Going line by line through the records below, count those with the word "bike" and give only the count.

------------------------------------------------------------------------

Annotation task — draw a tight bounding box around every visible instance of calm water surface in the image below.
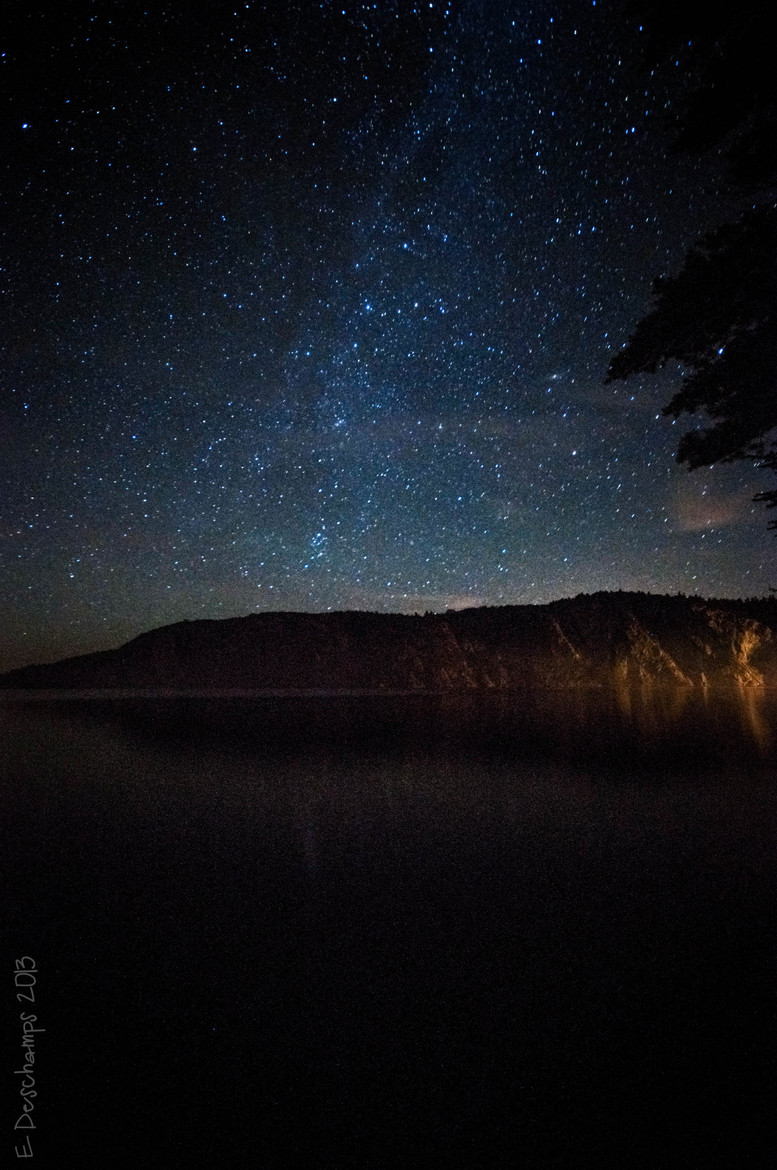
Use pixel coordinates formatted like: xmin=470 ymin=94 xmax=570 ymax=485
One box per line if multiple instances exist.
xmin=2 ymin=691 xmax=776 ymax=1167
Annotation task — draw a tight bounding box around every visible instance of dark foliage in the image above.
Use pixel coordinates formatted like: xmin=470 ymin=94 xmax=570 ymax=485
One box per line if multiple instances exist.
xmin=609 ymin=2 xmax=777 ymax=521
xmin=630 ymin=2 xmax=777 ymax=189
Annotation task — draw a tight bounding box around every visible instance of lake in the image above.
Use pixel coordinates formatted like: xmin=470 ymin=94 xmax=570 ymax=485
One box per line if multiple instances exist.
xmin=2 ymin=689 xmax=776 ymax=1166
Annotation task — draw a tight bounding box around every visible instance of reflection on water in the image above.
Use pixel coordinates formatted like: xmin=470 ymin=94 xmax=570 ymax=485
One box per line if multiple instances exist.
xmin=2 ymin=689 xmax=776 ymax=1167
xmin=736 ymin=686 xmax=774 ymax=754
xmin=9 ymin=683 xmax=775 ymax=766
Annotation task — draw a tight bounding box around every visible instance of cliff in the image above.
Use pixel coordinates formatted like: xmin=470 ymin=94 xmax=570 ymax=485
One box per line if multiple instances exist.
xmin=2 ymin=592 xmax=777 ymax=692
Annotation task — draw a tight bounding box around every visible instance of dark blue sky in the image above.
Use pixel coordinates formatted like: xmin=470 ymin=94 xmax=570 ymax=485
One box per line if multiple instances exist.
xmin=2 ymin=0 xmax=773 ymax=670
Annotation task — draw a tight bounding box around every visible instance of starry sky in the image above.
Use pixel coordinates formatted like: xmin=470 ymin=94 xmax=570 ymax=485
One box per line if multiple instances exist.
xmin=2 ymin=0 xmax=774 ymax=671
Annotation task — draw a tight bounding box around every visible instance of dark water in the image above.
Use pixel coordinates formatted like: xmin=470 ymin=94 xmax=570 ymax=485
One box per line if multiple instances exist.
xmin=2 ymin=690 xmax=776 ymax=1167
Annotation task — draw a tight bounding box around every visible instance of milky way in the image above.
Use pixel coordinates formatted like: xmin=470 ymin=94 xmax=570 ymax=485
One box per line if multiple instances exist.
xmin=2 ymin=0 xmax=773 ymax=670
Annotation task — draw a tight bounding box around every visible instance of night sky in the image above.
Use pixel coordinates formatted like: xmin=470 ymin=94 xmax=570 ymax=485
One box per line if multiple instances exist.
xmin=2 ymin=0 xmax=774 ymax=672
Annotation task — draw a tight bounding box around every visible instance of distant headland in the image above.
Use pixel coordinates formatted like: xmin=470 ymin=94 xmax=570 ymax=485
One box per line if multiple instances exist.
xmin=3 ymin=592 xmax=777 ymax=693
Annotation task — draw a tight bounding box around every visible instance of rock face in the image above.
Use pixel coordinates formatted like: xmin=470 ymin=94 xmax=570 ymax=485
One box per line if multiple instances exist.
xmin=2 ymin=592 xmax=777 ymax=692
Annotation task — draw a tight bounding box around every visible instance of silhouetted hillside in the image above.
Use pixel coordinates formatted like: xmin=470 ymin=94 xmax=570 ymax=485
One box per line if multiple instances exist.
xmin=2 ymin=592 xmax=777 ymax=692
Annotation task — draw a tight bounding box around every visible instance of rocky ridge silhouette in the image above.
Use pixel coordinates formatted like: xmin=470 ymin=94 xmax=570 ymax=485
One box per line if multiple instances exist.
xmin=2 ymin=592 xmax=777 ymax=692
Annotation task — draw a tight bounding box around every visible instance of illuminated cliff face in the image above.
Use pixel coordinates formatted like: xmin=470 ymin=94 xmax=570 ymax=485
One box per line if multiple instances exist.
xmin=2 ymin=593 xmax=776 ymax=692
xmin=720 ymin=621 xmax=768 ymax=687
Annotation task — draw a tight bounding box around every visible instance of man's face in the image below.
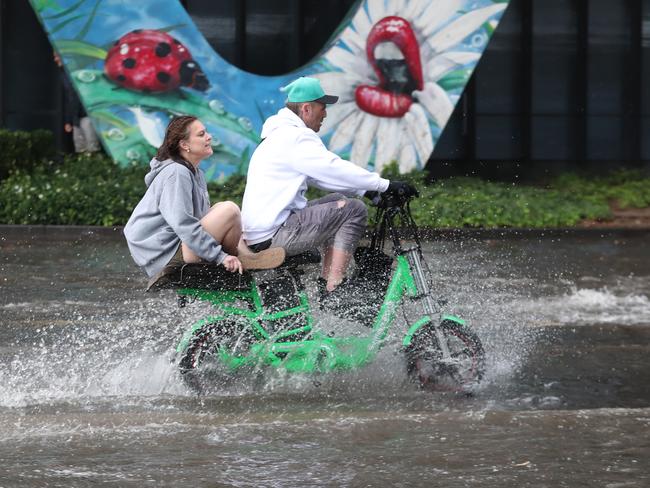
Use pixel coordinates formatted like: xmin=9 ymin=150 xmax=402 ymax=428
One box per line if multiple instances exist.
xmin=302 ymin=102 xmax=327 ymax=132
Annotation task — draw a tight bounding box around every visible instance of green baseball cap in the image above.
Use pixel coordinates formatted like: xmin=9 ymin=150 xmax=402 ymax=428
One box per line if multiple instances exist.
xmin=280 ymin=77 xmax=338 ymax=104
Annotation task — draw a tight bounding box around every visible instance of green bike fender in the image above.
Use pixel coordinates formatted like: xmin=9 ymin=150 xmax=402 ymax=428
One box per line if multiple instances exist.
xmin=402 ymin=314 xmax=466 ymax=348
xmin=442 ymin=314 xmax=466 ymax=327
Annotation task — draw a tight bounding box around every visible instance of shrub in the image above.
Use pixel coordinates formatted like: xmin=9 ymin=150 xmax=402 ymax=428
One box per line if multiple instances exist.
xmin=0 ymin=154 xmax=648 ymax=228
xmin=0 ymin=153 xmax=146 ymax=225
xmin=0 ymin=129 xmax=55 ymax=180
xmin=550 ymin=170 xmax=650 ymax=209
xmin=379 ymin=162 xmax=617 ymax=228
xmin=207 ymin=173 xmax=246 ymax=207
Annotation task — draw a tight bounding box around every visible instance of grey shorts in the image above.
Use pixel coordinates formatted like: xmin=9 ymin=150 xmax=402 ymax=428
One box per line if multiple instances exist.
xmin=270 ymin=193 xmax=367 ymax=256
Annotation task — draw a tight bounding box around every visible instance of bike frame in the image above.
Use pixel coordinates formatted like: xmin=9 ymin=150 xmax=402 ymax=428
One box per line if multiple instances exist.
xmin=175 ymin=246 xmax=463 ymax=374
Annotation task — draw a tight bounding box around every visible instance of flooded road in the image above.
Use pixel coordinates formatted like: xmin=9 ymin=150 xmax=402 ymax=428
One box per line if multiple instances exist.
xmin=1 ymin=226 xmax=649 ymax=487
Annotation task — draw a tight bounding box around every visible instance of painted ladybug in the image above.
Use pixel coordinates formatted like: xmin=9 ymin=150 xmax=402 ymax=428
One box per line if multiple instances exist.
xmin=104 ymin=29 xmax=209 ymax=93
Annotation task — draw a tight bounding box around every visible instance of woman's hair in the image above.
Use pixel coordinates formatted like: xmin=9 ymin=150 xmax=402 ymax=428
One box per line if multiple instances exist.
xmin=156 ymin=115 xmax=198 ymax=170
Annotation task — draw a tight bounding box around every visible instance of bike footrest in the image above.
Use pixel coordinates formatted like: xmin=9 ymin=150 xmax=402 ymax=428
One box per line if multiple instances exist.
xmin=280 ymin=250 xmax=321 ymax=268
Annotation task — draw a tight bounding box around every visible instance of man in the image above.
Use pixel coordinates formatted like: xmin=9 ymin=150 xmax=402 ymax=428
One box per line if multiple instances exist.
xmin=54 ymin=50 xmax=100 ymax=153
xmin=241 ymin=76 xmax=415 ymax=302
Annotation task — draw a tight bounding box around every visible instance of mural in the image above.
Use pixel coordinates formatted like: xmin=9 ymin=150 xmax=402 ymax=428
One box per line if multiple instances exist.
xmin=30 ymin=0 xmax=509 ymax=180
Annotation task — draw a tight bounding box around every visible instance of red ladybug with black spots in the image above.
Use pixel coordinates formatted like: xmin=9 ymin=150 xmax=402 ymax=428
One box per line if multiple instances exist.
xmin=104 ymin=29 xmax=209 ymax=94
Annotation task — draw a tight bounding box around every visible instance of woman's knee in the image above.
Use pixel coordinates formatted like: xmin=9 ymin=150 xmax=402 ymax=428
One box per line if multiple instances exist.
xmin=212 ymin=200 xmax=240 ymax=216
xmin=209 ymin=201 xmax=241 ymax=224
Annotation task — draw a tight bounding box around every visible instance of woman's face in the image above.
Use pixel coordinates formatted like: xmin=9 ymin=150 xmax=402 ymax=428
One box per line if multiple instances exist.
xmin=181 ymin=120 xmax=213 ymax=162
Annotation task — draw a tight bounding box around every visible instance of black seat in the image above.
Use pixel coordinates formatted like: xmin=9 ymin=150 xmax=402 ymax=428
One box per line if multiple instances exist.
xmin=146 ymin=250 xmax=321 ymax=292
xmin=147 ymin=263 xmax=253 ymax=291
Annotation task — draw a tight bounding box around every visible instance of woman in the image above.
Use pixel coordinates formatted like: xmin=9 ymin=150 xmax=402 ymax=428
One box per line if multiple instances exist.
xmin=124 ymin=115 xmax=284 ymax=281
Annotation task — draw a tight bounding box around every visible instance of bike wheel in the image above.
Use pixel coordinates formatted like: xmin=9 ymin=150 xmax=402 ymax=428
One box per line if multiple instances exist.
xmin=405 ymin=319 xmax=485 ymax=393
xmin=178 ymin=319 xmax=253 ymax=393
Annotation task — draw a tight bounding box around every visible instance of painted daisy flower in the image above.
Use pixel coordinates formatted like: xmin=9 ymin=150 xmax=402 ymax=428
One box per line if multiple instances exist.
xmin=315 ymin=0 xmax=507 ymax=173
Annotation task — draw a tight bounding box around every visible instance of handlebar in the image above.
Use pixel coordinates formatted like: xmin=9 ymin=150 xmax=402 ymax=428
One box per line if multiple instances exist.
xmin=366 ymin=187 xmax=421 ymax=253
xmin=365 ymin=184 xmax=418 ymax=210
xmin=374 ymin=191 xmax=416 ymax=209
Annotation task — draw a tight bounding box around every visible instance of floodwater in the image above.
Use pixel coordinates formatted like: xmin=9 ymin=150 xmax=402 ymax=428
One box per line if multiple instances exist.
xmin=1 ymin=226 xmax=649 ymax=487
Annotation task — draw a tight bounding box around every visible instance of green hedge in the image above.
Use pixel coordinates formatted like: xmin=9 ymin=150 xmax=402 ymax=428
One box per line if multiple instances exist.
xmin=378 ymin=163 xmax=650 ymax=228
xmin=0 ymin=129 xmax=55 ymax=180
xmin=0 ymin=153 xmax=146 ymax=226
xmin=0 ymin=150 xmax=649 ymax=227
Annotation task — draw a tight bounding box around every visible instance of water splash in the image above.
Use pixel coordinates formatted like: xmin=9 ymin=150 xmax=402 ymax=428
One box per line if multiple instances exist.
xmin=513 ymin=285 xmax=650 ymax=326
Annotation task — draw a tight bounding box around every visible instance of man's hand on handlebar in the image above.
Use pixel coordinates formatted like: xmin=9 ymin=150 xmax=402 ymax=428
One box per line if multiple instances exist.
xmin=364 ymin=180 xmax=418 ymax=208
xmin=363 ymin=190 xmax=381 ymax=206
xmin=385 ymin=180 xmax=419 ymax=198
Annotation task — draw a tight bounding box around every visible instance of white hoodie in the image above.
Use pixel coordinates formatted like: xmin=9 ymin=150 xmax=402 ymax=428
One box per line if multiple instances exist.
xmin=242 ymin=108 xmax=389 ymax=244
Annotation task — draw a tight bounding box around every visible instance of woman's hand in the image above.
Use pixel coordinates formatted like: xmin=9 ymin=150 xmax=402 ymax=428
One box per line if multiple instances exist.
xmin=221 ymin=255 xmax=243 ymax=274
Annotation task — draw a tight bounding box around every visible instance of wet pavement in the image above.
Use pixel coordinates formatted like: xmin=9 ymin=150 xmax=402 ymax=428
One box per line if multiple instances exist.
xmin=1 ymin=226 xmax=649 ymax=487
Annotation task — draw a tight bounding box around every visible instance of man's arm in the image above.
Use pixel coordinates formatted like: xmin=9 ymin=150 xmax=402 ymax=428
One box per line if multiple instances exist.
xmin=294 ymin=130 xmax=389 ymax=193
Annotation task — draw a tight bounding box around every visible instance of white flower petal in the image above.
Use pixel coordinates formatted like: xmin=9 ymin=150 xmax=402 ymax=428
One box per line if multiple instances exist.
xmin=130 ymin=106 xmax=164 ymax=148
xmin=387 ymin=0 xmax=406 ymax=15
xmin=374 ymin=117 xmax=403 ymax=172
xmin=329 ymin=110 xmax=362 ymax=152
xmin=351 ymin=113 xmax=380 ymax=168
xmin=313 ymin=72 xmax=360 ymax=101
xmin=404 ymin=103 xmax=433 ymax=163
xmin=415 ymin=0 xmax=463 ymax=37
xmin=320 ymin=101 xmax=358 ymax=135
xmin=325 ymin=46 xmax=374 ymax=80
xmin=413 ymin=82 xmax=454 ymax=128
xmin=425 ymin=51 xmax=480 ymax=82
xmin=402 ymin=0 xmax=428 ymax=21
xmin=425 ymin=54 xmax=457 ymax=82
xmin=440 ymin=51 xmax=481 ymax=65
xmin=398 ymin=139 xmax=418 ymax=173
xmin=366 ymin=0 xmax=387 ymax=25
xmin=427 ymin=3 xmax=507 ymax=54
xmin=351 ymin=3 xmax=373 ymax=35
xmin=339 ymin=26 xmax=367 ymax=54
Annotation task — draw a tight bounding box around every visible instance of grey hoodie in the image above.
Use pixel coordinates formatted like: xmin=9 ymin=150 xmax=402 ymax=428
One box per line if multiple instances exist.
xmin=124 ymin=158 xmax=227 ymax=277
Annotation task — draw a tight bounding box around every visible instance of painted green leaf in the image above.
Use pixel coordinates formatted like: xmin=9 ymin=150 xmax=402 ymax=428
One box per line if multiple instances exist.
xmin=438 ymin=68 xmax=472 ymax=91
xmin=74 ymin=70 xmax=260 ymax=143
xmin=50 ymin=13 xmax=86 ymax=34
xmin=31 ymin=0 xmax=62 ymax=13
xmin=75 ymin=0 xmax=103 ymax=41
xmin=41 ymin=0 xmax=85 ymax=19
xmin=89 ymin=109 xmax=132 ymax=131
xmin=57 ymin=39 xmax=107 ymax=59
xmin=157 ymin=24 xmax=188 ymax=33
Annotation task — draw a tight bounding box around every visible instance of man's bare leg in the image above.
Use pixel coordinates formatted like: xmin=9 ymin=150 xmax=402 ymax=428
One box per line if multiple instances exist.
xmin=322 ymin=246 xmax=352 ymax=292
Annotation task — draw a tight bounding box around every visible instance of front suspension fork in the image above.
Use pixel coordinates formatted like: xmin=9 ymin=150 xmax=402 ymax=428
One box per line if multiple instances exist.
xmin=405 ymin=248 xmax=452 ymax=360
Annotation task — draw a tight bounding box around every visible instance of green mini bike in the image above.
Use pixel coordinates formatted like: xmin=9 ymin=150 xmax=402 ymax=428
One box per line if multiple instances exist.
xmin=165 ymin=193 xmax=485 ymax=393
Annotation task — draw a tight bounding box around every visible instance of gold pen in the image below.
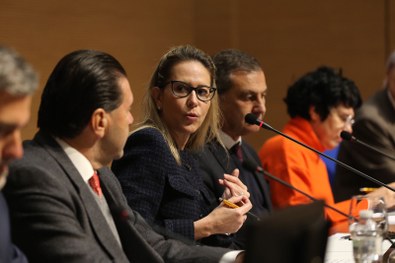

------------------------------------------------------------------------

| Solution to this problem |
5